On 4 October, Asthma purchased a new bicycle and brought it to the Manzil so that Baba would be the first to ride it. Baba agreed and rode it over the recently rolled back playground, thereafter instructing Asthma never to lend the bicycle to anyone else to use.
Later that evening, after dinner, the Master expounded on the function of the Sadguru, explaining more about yoga, sanskaras, and mukti (liberation):
No yogi can gain eternal freedom or emancipation, even though he might have reached the highest yogic state of samadhi through his practices, because sanskaras are still there and all ties have not yet been snapped.
Sanskaras mean the impressions in the mind left behind while doing any good or bad action. Even a thought creates sanskaras. Talking, listening, thinking, seeing, eating, sleeping, in fact, even subtle motions, produce many more sanskaras which have to be experienced with mechanical precision unless removed or nullified by a Master's grace.

_Brief A_
In the sanskara passage, what did Baba instruct Asthma after riding the new bicycle?
_Brief B_
Please repeat the stretch of the sanskara passage from "On 4 October, Asthma" through "yet been snapped.".
_Brief C_
Go on with the sanskara passage, picking up after its final sentence.

_Source data_
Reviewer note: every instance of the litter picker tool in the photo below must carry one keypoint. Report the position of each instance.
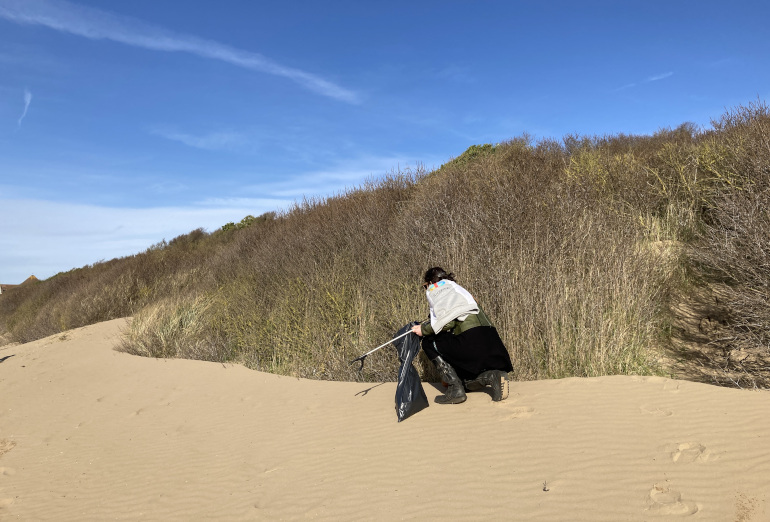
(361, 358)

_Result A_
He told Asthma never to lend the bicycle to anyone else to use.

_Result B_
On 4 October, Asthma purchased a new bicycle and brought it to the Manzil so that Baba would be the first to ride it. Baba agreed and rode it over the recently rolled back playground, thereafter instructing Asthma never to lend the bicycle to anyone else to use.
Later that evening, after dinner, the Master expounded on the function of the Sadguru, explaining more about yoga, sanskaras, and mukti (liberation):
No yogi can gain eternal freedom or emancipation, even though he might have reached the highest yogic state of samadhi through his practices, because sanskaras are still there and all ties have not yet been snapped.

_Result C_
Our present life, with all its experiences of pain and pleasure, virtue and vice, is the result of our past sanskaras. The very breath we breathe, the blinking of our eyelids, the finger we lift are all due to past impressions. It is the mere unfoldment of our past subtle impressions reflected in our present life. And our present life goes on creating more sanskaras. A good word or action has its beneficial result compressed in an impression (imagine it in the form of a circle) and a bad word or action likewise stores up a bad result in a similar subtle form. Thus good deeds of this life assure a happy future life, and bad actions in the present life result in a miserable future birth.
This bondage of actions is the tie that is deep-rooted and cannot be easily uprooted and gotten rid of.